Power impact of debufferbloating

Posted Sep 13, 2011 21:24 UTC (Tue) by njs (subscriber, #40338) [Link] (16 responses)

The real problem isn't the buffer sizes; there's no intrinsic reason why power management and network latency have to be at odds. This apparent conflict is due to a limitation of the current kernel design, where buffers that are inside device drivers are treated as black holes.

So network buffering in Linux works is, first a packet enters the "qdisc" buffer in the kernel, which can do all kinds of smart prioritization and what-not. Then it drains from the qdisc into a second buffer in the device driver, which is pure FIFO.

I've experienced 10-15 seconds of latency in this second, "dumb" buffer, with the iwlwifi drivers in real usage. (Not that iwlwifi is special in this regard, and I have terrible radio conditions, but to give you an idea of the magnitude of the problem.) That's a flat 10-15 seconds added to every DNS request, etc. So firstly, that's just way too large, well beyond the point of diminishing returns for power usage benefits. My laptop is sadly unlikely to average 0.1 wakeups/second, no matter what heroic efforts the networking subsystem makes.

DATA SEGMENT
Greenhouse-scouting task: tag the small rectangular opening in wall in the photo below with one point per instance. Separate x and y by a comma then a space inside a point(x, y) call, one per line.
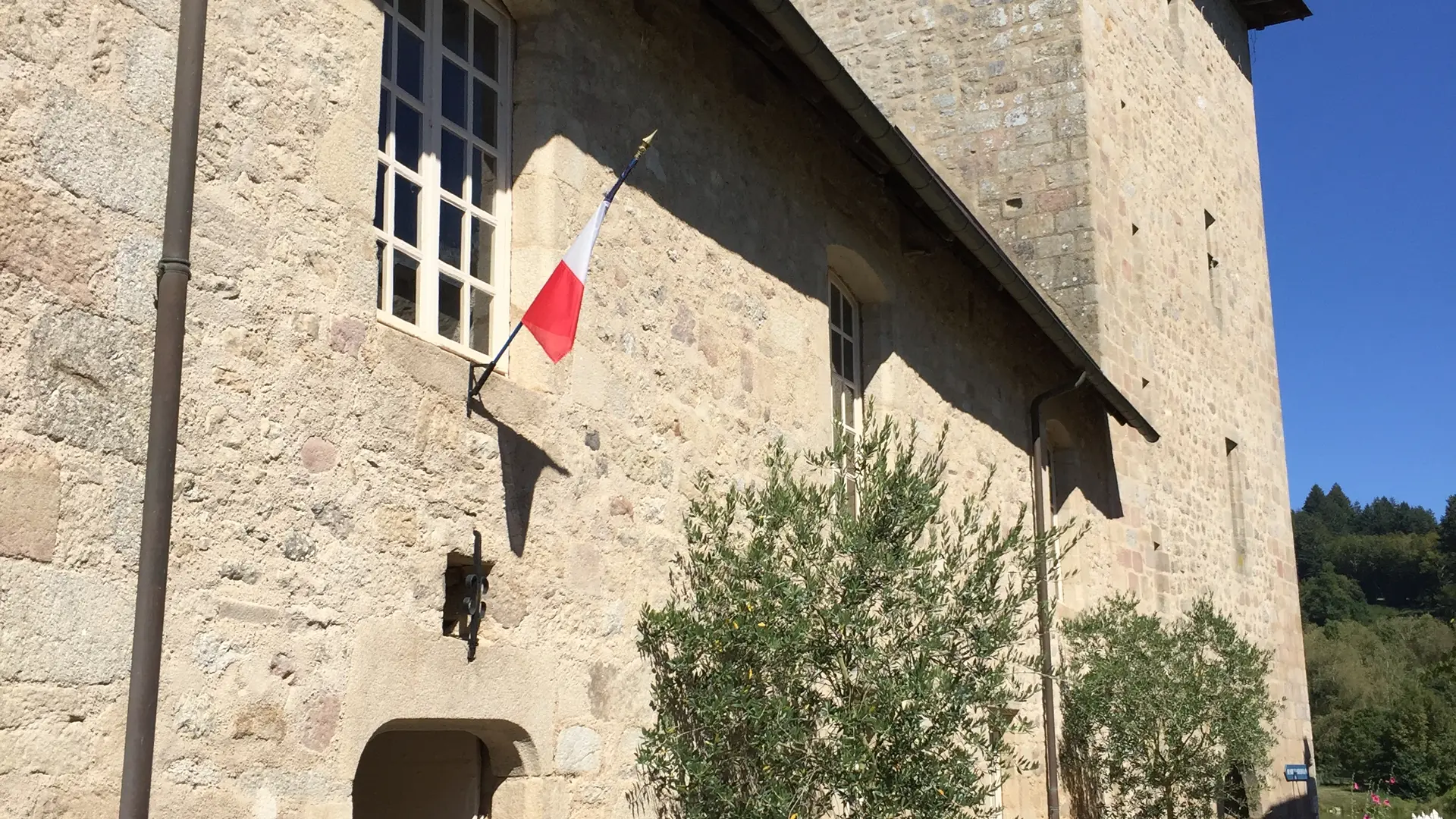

CHALLENGES
a - Answer these from the debufferbloating comment:
(i) According to the comment, how does the current kernel design treat buffers inside device drivers?
(ii) What kind of buffer is the second buffer in the device driver?
(iii) How much latency did the poster see in the second buffer with the iwlwifi drivers?
b - Revise the stretch of the debufferbloating comment from "Power impact of" through "as black holes.", putting "dead ends" in place of "black holes".

WORKED SOLUTIONS
a -
(i) As black holes.
(ii) Pure FIFO.
(iii) 10-15 seconds.

b -
Power impact of debufferbloating

Posted Sep 13, 2011 21:24 UTC (Tue) by njs (subscriber, #40338) [Link] (16 responses)

The real problem isn't the buffer sizes; there's no intrinsic reason why power management and network latency have to be at odds. This apparent conflict is due to a limitation of the current kernel design, where buffers that are inside device drivers are treated as dead ends.